### Testo riportato
++++++++

Così non è stato, come è ben noto. Non solo gli
attacchi al DDL 735 non hanno minimamente tenuto conto del problema che esso
voleva risolvere, ma hanno dato la netta impressione di evitare il piano della
discussione razionale per scadere nell’invettiva e nella negazione
aprioristica. Contro il DDL 735 si sono dette le cose più assurde, si sono
ripetuti slogan del tutto staccati dalla realtà. Cerchiamo di fornire qualche
esempio, esaminando alcuni degli slogan che sono stati incessantemente ripetuti
contro il DDL 735.
II. Alcune obiezioni
I figli non sono pacchi.
Con questo si intendeva sostenere l’idea che i tempi
paritari comportino gravi disagi per i figli, costretti a spostarsi
continuamente, appunto come pacchi, fra le case dei genitori. Ora, questa
obiezione tocca corde profonde nell’animo di un padre separato, e occorre una
buona dose di calma per rispondere in maniera serena. Si potrebbe osservare che
è vero, i figli non sono pacchi. I pacchi non ti dicono “papà mi manchi”, “papà
stasera posso stare con te?”, e tu a un pacco non sei costretto a rispondere
“no piccina, sai che abbiamo fatto quegli accordi, stasera devi tornare da
mamma”. Ogni padre separato ha mille storie di questo tipo da raccontare.

++++++++

### Esercizio assegnato 1
Trascriva senza alcuna modifica il tratto dei record compreso tra la riga che contiene "Q: Locate a point on each instance of the erupting" e la fine dei record, entrambi gli estremi inclusi.

++++++++

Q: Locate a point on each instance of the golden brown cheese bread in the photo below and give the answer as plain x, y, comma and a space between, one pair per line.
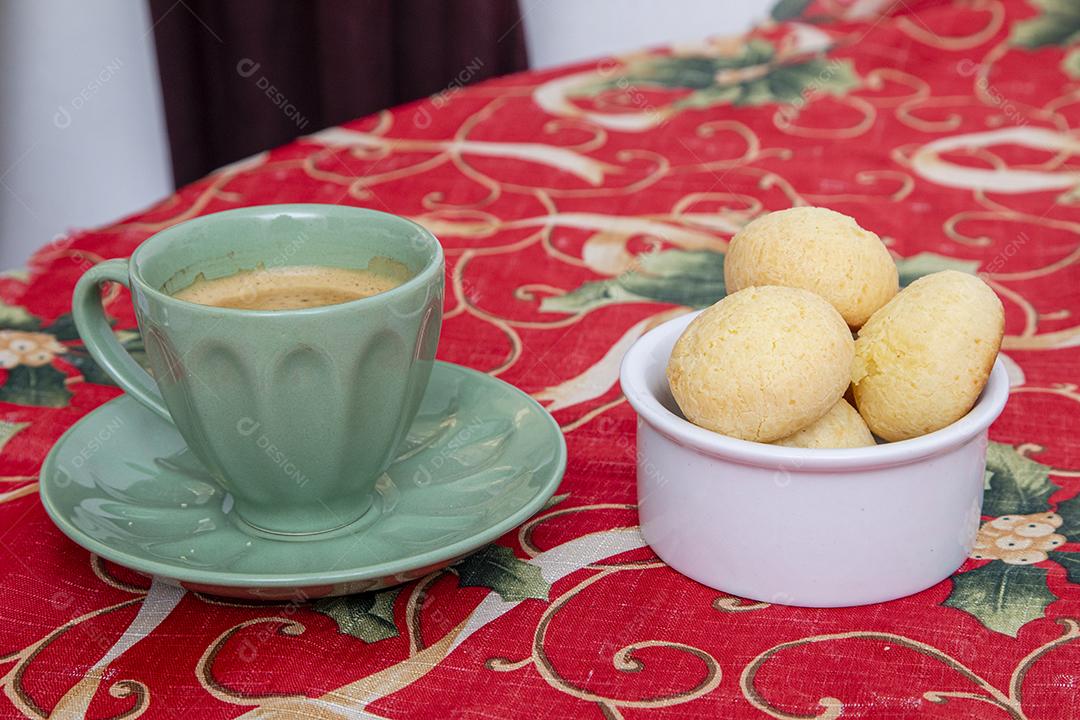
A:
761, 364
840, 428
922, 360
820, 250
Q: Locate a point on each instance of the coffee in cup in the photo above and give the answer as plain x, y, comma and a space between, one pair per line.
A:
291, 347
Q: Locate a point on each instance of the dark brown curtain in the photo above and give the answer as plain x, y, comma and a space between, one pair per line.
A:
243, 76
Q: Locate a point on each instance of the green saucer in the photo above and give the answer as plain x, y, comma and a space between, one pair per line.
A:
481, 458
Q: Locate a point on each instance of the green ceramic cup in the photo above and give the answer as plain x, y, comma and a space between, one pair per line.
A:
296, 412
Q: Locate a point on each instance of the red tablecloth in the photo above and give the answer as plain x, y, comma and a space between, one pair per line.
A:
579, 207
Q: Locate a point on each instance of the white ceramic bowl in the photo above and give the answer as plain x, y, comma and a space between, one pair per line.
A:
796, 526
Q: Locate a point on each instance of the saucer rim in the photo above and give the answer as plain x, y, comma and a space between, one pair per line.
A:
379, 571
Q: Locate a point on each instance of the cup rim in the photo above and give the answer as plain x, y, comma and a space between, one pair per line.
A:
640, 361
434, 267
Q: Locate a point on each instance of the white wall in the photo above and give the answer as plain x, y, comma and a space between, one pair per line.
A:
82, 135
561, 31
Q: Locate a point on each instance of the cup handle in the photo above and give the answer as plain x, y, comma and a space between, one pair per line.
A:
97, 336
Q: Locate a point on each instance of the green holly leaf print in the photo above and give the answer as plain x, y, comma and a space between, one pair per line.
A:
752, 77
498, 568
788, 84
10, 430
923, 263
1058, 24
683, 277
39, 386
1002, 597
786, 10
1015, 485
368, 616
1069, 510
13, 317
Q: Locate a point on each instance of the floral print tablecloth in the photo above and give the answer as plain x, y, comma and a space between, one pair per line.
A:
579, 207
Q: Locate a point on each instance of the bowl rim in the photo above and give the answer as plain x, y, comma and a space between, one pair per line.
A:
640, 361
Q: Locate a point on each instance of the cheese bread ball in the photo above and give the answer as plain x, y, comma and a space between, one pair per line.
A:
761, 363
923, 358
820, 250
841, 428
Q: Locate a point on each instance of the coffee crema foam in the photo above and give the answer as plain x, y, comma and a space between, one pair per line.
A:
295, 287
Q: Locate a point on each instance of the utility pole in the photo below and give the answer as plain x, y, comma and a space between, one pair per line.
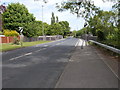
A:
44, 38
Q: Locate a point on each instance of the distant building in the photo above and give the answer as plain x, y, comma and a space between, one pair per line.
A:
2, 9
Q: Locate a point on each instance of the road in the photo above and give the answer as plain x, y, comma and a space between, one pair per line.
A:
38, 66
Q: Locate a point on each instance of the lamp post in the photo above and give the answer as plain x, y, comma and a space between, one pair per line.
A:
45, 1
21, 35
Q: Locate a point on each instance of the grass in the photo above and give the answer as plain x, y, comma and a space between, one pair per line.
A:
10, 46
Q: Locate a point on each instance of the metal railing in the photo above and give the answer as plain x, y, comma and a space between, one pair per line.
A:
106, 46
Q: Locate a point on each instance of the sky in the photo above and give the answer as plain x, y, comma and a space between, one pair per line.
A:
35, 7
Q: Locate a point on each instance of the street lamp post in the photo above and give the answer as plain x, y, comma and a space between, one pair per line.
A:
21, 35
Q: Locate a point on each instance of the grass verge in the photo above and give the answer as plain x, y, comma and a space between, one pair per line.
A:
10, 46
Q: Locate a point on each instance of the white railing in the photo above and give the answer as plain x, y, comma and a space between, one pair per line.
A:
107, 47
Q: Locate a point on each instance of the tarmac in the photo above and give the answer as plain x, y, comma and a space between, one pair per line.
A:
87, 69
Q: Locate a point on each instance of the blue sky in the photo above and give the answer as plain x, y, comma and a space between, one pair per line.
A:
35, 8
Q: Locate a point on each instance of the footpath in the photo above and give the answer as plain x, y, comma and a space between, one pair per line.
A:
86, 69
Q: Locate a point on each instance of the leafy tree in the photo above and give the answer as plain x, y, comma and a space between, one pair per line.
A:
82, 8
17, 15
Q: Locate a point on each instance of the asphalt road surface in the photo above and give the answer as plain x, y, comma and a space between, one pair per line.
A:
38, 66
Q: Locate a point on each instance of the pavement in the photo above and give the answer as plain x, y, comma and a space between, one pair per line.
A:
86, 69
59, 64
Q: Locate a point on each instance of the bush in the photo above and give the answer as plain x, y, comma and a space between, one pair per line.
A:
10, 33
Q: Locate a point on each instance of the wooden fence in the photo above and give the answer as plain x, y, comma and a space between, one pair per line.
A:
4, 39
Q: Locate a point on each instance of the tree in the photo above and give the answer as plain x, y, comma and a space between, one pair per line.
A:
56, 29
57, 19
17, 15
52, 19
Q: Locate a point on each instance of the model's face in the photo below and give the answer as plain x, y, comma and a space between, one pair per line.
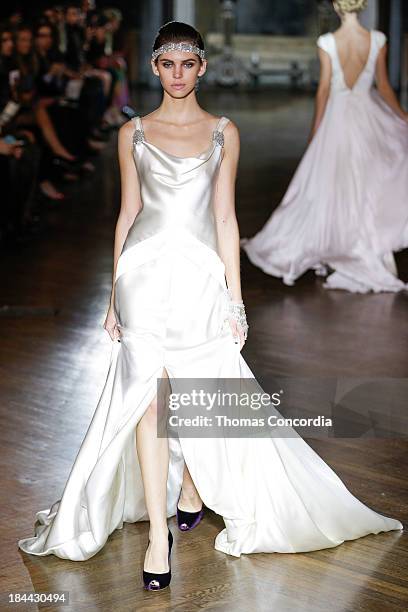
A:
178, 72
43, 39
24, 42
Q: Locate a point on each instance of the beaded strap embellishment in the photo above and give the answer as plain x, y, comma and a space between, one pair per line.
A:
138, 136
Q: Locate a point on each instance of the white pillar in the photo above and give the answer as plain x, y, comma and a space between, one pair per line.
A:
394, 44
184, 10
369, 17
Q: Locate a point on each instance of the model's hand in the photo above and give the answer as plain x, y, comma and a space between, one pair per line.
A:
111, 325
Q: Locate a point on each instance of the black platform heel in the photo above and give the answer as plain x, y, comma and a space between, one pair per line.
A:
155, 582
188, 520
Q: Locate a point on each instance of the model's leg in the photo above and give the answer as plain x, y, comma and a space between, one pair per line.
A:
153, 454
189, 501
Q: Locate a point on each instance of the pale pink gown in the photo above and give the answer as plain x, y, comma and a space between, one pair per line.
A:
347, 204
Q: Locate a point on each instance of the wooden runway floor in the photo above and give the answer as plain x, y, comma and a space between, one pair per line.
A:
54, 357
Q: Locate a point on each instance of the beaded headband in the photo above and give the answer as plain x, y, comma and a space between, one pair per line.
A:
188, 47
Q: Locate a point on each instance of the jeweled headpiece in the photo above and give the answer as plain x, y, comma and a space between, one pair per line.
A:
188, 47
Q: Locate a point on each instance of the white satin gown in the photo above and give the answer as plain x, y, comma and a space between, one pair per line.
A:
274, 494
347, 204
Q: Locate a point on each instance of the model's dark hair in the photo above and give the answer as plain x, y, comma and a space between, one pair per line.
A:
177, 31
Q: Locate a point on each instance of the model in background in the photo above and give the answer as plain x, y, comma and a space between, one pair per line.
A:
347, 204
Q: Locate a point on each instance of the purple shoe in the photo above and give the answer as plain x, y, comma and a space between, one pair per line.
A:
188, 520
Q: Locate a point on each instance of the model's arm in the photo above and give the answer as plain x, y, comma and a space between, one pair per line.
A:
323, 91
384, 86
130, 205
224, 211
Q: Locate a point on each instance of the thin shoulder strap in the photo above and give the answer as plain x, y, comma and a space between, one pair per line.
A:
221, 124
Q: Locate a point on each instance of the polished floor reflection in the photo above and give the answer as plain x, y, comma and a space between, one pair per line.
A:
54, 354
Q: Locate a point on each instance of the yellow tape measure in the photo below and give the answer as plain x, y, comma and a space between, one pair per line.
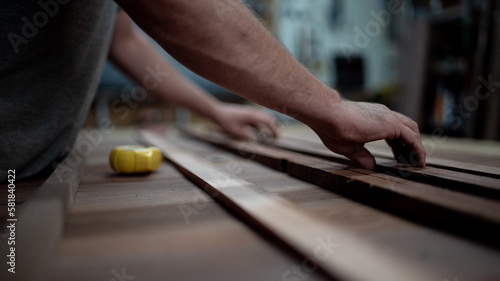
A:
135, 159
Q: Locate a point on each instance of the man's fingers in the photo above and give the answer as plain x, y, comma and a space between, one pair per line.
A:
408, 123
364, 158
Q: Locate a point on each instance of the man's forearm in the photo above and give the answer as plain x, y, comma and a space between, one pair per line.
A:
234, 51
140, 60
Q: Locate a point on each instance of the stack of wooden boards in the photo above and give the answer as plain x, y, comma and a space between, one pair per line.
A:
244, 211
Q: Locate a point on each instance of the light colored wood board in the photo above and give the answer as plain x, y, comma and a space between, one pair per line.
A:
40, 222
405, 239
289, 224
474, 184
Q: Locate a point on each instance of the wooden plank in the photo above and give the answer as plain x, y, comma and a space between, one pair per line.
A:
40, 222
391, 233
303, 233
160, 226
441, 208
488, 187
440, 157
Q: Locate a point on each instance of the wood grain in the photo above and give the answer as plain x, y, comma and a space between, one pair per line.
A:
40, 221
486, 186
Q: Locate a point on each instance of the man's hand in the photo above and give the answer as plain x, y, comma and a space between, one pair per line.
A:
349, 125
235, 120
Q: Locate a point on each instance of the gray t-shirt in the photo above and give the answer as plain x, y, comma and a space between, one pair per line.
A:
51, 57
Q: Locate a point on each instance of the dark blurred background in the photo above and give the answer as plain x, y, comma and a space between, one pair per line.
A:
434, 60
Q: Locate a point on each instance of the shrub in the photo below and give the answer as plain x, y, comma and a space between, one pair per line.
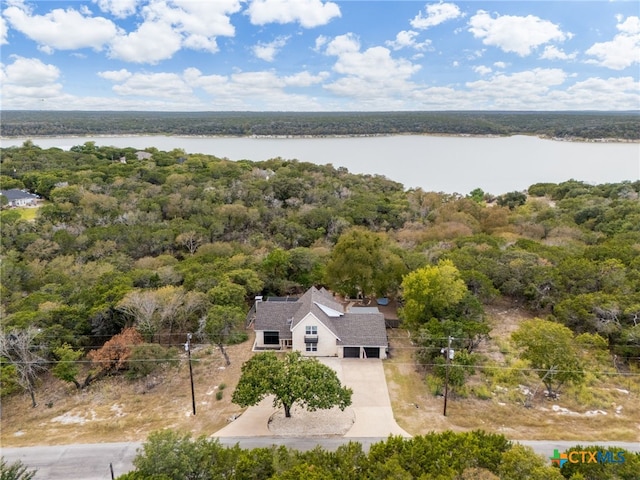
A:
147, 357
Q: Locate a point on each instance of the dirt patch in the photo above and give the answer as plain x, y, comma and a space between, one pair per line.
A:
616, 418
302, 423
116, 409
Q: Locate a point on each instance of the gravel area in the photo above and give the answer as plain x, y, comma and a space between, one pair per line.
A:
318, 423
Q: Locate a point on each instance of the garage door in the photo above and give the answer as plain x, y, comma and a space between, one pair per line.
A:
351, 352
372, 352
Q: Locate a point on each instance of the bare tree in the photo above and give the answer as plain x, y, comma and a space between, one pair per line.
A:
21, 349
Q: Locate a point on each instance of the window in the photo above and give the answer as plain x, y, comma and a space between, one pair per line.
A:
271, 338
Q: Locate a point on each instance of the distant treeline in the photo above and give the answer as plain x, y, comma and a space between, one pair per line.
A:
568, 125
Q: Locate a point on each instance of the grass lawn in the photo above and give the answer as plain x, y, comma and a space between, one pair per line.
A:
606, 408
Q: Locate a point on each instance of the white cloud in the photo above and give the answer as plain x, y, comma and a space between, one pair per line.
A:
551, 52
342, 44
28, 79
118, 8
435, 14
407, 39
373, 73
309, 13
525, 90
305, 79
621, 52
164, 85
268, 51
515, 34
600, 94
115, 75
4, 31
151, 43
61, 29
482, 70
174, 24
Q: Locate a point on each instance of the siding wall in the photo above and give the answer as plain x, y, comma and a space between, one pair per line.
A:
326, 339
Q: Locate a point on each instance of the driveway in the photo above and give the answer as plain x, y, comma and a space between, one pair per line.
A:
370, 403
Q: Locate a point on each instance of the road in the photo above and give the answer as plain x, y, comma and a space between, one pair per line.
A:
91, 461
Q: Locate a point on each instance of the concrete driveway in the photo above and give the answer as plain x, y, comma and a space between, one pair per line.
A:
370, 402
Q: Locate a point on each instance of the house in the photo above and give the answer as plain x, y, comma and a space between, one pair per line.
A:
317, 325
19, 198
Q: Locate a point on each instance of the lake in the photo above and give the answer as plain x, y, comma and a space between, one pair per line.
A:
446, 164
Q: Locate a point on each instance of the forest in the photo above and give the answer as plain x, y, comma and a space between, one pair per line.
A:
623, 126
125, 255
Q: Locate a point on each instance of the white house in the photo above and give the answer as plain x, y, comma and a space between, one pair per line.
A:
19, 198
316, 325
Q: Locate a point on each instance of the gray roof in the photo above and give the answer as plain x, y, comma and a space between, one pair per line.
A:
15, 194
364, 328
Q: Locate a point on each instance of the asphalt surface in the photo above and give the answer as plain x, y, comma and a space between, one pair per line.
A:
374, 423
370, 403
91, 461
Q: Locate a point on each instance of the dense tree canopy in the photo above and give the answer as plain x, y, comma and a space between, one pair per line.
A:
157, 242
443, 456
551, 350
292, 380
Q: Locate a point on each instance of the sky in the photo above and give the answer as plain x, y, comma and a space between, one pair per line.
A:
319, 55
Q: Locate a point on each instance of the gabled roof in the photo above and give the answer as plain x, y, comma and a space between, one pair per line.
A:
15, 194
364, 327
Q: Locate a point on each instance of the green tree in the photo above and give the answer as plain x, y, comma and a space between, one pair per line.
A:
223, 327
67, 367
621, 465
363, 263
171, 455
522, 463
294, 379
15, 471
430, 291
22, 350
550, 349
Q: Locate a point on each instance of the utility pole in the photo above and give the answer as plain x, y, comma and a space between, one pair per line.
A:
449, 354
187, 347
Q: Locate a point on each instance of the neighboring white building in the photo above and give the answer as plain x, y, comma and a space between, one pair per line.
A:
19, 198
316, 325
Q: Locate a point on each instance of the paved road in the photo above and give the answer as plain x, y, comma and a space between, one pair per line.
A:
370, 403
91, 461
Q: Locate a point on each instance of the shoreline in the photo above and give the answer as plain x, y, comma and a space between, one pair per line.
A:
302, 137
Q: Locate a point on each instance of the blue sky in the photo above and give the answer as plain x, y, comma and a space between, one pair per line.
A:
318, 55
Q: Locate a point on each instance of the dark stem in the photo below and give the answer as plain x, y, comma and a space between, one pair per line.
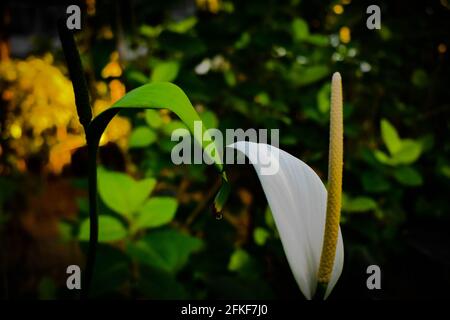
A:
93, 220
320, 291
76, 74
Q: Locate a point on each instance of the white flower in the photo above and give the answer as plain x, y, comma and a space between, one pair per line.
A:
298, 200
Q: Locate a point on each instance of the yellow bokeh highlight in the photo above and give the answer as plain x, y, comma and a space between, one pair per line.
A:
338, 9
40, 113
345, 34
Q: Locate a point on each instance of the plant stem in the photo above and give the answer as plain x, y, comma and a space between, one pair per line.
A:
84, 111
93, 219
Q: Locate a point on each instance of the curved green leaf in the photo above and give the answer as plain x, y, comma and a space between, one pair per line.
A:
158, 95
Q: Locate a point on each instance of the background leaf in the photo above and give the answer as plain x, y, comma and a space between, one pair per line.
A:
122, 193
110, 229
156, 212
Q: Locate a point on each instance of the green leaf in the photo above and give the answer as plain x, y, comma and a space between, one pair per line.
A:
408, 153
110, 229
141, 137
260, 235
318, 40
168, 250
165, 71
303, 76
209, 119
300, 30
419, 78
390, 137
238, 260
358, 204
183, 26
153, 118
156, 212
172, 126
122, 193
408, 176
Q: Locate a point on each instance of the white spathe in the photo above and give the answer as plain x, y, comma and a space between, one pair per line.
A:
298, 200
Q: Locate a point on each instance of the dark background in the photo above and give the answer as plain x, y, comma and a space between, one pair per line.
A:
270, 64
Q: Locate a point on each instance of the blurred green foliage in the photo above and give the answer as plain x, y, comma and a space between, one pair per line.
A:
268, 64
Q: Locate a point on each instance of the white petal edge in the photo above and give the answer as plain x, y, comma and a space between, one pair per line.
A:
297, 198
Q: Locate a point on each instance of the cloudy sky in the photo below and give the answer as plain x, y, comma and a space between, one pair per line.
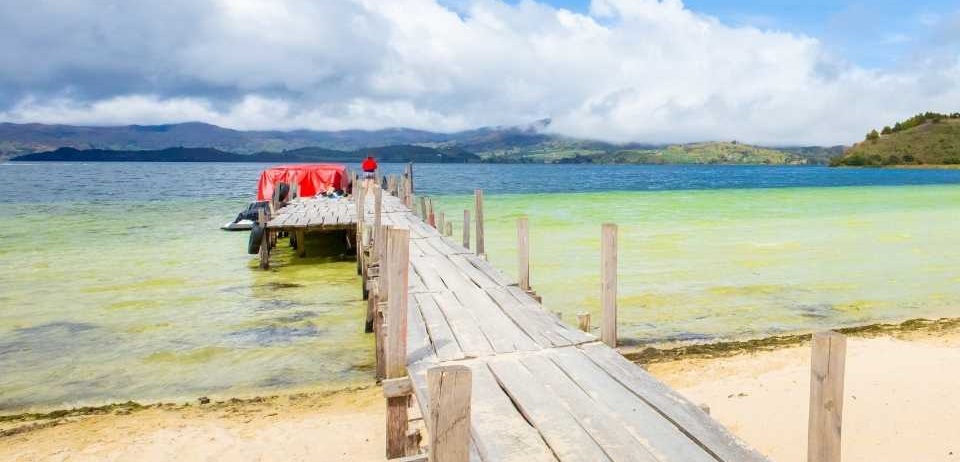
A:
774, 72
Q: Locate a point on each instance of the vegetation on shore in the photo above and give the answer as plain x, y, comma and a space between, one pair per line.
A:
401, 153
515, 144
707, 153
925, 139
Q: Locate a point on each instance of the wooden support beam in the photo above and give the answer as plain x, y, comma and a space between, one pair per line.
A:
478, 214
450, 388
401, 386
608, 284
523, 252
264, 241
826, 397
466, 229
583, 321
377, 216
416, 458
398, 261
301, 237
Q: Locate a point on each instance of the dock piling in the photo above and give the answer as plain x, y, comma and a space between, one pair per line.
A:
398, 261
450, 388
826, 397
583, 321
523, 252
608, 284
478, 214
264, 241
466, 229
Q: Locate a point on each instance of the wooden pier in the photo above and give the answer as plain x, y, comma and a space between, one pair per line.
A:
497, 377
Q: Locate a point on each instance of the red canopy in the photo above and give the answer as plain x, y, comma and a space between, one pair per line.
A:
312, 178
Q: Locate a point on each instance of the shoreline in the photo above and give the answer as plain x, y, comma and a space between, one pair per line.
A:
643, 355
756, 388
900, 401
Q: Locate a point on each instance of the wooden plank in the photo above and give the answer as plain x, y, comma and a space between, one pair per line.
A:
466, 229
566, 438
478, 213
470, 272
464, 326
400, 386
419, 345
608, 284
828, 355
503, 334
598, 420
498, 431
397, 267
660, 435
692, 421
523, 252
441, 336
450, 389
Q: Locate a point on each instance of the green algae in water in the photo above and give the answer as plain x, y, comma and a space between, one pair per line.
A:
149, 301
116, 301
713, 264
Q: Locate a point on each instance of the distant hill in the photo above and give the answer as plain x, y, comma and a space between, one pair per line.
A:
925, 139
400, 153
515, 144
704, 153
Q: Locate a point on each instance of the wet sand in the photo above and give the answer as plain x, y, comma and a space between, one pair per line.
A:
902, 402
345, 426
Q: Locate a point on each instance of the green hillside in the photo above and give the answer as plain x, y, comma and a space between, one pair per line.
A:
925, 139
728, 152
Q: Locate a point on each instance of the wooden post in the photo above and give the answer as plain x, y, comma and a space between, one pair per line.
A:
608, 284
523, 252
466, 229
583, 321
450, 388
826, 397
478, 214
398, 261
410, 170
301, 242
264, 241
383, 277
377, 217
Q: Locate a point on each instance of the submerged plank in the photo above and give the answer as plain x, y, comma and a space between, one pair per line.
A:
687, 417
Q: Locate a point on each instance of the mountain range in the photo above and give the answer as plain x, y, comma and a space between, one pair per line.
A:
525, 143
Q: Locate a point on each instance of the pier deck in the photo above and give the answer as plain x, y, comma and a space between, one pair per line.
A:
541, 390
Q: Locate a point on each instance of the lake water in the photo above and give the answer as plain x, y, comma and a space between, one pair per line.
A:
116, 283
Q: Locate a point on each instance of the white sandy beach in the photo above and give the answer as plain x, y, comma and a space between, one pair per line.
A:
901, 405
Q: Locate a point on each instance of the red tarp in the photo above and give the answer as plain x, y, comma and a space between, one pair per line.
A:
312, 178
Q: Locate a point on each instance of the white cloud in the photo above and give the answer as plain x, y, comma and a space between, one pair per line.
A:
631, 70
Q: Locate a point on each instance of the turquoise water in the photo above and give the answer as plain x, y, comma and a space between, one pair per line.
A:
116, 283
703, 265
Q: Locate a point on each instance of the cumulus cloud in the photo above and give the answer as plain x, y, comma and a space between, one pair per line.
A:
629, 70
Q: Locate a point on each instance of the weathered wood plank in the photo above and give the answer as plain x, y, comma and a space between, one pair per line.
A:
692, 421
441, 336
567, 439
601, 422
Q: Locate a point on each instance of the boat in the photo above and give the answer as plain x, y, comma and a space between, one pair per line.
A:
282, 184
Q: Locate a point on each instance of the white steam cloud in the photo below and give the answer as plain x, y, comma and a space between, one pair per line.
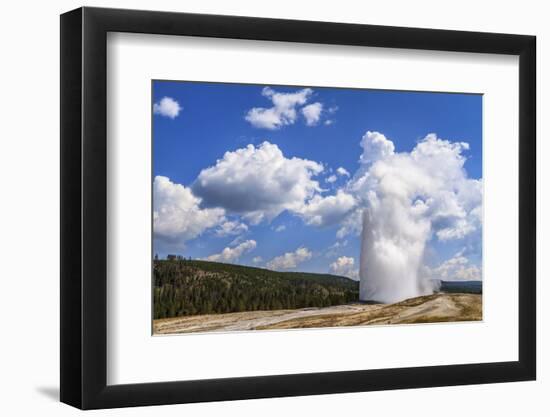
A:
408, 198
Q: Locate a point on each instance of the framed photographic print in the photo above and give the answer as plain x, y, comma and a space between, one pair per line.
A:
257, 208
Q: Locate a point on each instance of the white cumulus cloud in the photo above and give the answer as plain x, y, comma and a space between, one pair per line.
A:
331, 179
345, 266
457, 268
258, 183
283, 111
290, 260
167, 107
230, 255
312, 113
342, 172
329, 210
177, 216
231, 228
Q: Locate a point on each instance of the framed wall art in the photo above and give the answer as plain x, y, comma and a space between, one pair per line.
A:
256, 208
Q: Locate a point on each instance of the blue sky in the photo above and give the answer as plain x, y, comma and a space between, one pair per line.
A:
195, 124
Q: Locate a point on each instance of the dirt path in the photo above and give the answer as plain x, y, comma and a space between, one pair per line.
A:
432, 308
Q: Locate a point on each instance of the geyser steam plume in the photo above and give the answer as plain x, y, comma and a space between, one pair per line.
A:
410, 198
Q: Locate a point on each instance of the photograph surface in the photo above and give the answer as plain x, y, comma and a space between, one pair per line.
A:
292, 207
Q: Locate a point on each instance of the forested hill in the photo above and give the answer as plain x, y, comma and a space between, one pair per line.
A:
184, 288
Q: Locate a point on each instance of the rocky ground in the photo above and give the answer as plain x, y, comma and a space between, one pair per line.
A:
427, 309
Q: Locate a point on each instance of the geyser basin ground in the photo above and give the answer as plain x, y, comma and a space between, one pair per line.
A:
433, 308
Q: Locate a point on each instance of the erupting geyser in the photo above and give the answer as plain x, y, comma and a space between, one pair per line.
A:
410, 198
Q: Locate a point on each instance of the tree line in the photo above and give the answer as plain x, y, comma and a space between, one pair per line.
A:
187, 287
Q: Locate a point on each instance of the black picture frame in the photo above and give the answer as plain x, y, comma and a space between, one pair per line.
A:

++++++++

### Esercizio assegnato 2
Nel testo sul DDL 735, riformuli in modo più conciso il paragrafo che inizia con "Con questo si intendeva", mantenendone i fatti principali.

### Risposta finale 1
Q: Locate a point on each instance of the erupting geyser in the photo above and give the answer as plain x, y, comma and a space between, one pair per line.
A:
410, 198
Q: Locate a point on each instance of the tree line in the photo above and give the answer as plain x, y, comma and a space between, one pair per line.
A:
187, 287
Q: Locate a point on each instance of the black picture frame in the photo above and give the answer as plain x, y, comma and a space between, one pair per line.
A:

### Risposta finale 2
Lo slogan voleva sostenere che i tempi paritari causano gravi disagi ai figli, costretti a spostarsi di continuo, come pacchi, tra le case dei genitori. Questa obiezione tocca nel profondo un padre separato, che ha bisogno di molta calma per rispondere serenamente. Si può osservare che i figli, in effetti, non sono pacchi. Un pacco non dice "papà mi manchi" e non chiede di restare la sera. A un pacco non si deve rispondere che, per gli accordi presi, deve tornare dalla mamma. Ogni padre separato ha mille storie di questo tipo.